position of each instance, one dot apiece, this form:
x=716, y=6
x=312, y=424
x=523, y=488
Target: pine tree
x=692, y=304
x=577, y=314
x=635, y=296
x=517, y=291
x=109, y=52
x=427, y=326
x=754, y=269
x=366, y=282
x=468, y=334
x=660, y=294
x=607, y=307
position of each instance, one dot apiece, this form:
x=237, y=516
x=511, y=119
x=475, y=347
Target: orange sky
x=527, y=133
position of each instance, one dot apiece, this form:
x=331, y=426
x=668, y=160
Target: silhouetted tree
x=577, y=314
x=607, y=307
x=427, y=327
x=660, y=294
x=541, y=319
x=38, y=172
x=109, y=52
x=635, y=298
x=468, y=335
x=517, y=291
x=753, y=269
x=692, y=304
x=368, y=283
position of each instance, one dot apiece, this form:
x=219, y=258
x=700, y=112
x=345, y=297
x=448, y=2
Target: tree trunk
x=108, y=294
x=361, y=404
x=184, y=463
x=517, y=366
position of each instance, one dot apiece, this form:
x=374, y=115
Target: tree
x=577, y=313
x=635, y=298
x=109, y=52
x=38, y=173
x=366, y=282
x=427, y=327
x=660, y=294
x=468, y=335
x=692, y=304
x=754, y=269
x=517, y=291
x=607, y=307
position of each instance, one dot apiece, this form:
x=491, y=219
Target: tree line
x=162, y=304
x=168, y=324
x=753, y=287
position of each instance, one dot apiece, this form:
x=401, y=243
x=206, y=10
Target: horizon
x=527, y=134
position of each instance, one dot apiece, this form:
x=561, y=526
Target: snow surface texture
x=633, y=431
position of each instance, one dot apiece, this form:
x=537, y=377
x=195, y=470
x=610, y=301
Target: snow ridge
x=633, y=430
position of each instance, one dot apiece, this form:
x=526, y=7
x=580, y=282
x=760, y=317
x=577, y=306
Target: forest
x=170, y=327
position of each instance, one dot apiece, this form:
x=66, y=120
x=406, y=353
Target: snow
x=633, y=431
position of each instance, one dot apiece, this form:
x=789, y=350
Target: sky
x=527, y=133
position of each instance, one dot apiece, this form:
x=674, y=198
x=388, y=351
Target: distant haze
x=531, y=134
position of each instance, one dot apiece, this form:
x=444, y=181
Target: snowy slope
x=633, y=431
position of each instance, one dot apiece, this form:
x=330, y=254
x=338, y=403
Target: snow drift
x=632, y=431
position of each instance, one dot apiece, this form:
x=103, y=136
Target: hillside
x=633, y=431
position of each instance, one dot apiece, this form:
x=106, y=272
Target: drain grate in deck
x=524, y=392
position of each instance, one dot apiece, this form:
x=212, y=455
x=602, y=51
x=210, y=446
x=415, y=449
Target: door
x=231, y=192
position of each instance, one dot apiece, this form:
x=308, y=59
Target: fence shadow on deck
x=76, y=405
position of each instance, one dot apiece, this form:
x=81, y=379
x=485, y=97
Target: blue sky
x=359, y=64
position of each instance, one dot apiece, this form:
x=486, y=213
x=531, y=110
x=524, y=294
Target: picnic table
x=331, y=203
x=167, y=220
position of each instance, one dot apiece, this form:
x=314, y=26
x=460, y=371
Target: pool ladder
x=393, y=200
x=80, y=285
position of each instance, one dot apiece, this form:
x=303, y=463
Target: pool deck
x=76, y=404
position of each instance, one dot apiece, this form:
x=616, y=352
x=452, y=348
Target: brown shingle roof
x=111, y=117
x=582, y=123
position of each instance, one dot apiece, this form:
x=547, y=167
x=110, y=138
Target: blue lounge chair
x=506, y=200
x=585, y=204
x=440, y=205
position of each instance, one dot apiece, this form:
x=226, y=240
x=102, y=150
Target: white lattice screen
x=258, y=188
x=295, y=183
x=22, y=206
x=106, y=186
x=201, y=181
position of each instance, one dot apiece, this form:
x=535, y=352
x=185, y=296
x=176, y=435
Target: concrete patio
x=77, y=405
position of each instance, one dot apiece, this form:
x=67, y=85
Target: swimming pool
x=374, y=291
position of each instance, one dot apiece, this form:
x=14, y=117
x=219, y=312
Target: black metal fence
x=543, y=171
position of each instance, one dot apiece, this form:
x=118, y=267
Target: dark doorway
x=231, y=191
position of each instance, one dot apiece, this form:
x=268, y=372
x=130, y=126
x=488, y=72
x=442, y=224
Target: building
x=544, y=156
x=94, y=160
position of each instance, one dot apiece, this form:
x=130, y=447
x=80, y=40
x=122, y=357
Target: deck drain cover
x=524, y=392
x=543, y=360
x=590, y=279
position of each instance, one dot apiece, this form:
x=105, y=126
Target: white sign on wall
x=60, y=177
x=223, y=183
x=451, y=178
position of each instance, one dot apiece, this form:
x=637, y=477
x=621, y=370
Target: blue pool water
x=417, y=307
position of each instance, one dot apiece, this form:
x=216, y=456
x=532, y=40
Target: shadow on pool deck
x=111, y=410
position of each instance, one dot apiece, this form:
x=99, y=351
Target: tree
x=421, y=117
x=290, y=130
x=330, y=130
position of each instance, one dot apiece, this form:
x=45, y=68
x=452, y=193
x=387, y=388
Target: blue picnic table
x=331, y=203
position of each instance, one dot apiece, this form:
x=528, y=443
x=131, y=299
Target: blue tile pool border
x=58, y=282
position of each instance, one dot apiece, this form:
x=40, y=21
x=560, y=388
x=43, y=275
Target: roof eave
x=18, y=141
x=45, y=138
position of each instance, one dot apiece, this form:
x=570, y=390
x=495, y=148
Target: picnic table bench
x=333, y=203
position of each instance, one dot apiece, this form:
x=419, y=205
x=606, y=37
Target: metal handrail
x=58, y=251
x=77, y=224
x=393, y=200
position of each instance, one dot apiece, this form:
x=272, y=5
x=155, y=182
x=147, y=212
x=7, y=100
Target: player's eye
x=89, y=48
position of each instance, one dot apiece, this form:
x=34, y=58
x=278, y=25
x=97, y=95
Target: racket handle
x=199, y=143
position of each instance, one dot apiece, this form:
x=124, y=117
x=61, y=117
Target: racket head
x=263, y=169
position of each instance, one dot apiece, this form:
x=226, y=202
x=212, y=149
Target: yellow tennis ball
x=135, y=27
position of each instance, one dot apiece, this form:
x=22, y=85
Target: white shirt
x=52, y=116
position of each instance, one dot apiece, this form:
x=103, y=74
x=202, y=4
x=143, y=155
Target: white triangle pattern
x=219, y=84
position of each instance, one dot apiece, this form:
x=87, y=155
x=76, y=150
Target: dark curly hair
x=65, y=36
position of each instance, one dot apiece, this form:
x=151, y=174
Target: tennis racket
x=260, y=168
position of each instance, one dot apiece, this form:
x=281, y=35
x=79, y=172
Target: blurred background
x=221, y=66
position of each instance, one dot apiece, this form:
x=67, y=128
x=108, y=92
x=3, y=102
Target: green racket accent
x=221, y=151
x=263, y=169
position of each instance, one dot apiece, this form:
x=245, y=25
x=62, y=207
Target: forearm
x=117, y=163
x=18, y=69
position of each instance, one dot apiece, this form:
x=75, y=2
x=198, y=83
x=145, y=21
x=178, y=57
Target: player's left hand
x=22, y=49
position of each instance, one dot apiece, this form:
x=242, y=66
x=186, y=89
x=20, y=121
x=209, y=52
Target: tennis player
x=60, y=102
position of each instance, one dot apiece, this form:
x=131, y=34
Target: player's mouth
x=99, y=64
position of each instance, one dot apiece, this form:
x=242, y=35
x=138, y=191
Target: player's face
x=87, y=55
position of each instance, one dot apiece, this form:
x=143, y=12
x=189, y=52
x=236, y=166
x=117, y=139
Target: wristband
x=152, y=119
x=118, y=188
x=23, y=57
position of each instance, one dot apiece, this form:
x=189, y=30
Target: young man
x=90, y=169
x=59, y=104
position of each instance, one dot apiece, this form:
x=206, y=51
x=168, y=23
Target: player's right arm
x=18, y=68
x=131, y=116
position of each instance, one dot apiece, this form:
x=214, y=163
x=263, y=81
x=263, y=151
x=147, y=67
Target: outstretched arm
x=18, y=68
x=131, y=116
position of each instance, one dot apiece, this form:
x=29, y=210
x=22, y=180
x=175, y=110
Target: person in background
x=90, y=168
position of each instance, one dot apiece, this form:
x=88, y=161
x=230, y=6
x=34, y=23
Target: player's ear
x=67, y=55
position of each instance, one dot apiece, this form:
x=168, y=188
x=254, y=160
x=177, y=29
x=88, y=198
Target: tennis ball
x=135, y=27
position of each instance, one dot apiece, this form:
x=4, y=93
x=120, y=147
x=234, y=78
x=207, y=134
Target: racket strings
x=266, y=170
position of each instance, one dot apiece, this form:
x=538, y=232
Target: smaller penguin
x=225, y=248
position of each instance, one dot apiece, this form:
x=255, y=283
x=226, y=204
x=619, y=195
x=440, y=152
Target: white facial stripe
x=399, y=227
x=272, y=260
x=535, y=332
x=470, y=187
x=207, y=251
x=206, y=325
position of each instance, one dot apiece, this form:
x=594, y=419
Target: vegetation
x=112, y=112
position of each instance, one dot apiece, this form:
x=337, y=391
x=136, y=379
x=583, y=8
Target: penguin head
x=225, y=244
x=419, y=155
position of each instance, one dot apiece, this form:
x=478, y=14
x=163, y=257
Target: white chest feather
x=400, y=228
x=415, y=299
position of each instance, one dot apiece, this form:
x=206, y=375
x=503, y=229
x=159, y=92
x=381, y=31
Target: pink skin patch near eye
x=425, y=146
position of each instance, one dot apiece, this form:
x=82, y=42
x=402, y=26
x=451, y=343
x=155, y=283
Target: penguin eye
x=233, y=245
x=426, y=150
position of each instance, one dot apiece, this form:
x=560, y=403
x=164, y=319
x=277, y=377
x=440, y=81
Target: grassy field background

•••••

> _Exercise details_
Could you return, word for word, only the lines running from the first line of the material above to the line that contains "x=610, y=301", inclusive?

> _Solution to this exercise_
position of each instance, one dot apiece, this form:
x=716, y=6
x=312, y=424
x=523, y=488
Target: pine tree
x=692, y=304
x=577, y=314
x=635, y=296
x=517, y=291
x=109, y=52
x=427, y=326
x=754, y=269
x=366, y=282
x=468, y=334
x=660, y=294
x=607, y=307
position of each instance, one dot apiece, this form:
x=237, y=516
x=511, y=119
x=475, y=347
Target: orange sky
x=527, y=133
position of each instance, one dot apiece, this form:
x=331, y=426
x=668, y=160
Target: silhouetted tree
x=577, y=314
x=607, y=307
x=427, y=327
x=660, y=294
x=541, y=319
x=38, y=172
x=109, y=52
x=635, y=298
x=468, y=335
x=517, y=291
x=753, y=269
x=692, y=304
x=368, y=283
position of each instance, one dot apiece, this form:
x=219, y=258
x=700, y=112
x=345, y=297
x=448, y=2
Target: tree trunk
x=108, y=294
x=361, y=404
x=184, y=463
x=517, y=366
position of each instance, one dot apiece, this form:
x=374, y=115
Target: tree
x=577, y=313
x=635, y=298
x=109, y=52
x=38, y=173
x=366, y=282
x=427, y=327
x=660, y=294
x=468, y=335
x=692, y=304
x=754, y=269
x=517, y=291
x=607, y=307
position of each instance, one dot apiece, this form:
x=491, y=219
Target: tree line
x=162, y=304
x=168, y=324
x=753, y=287
position of each instance, one dot apiece, this form:
x=401, y=243
x=206, y=10
Target: horizon
x=527, y=134
position of each instance, one dot apiece, this form:
x=561, y=526
Target: snow surface texture
x=633, y=431
position of each instance, one dot apiece, this form:
x=537, y=377
x=195, y=470
x=610, y=301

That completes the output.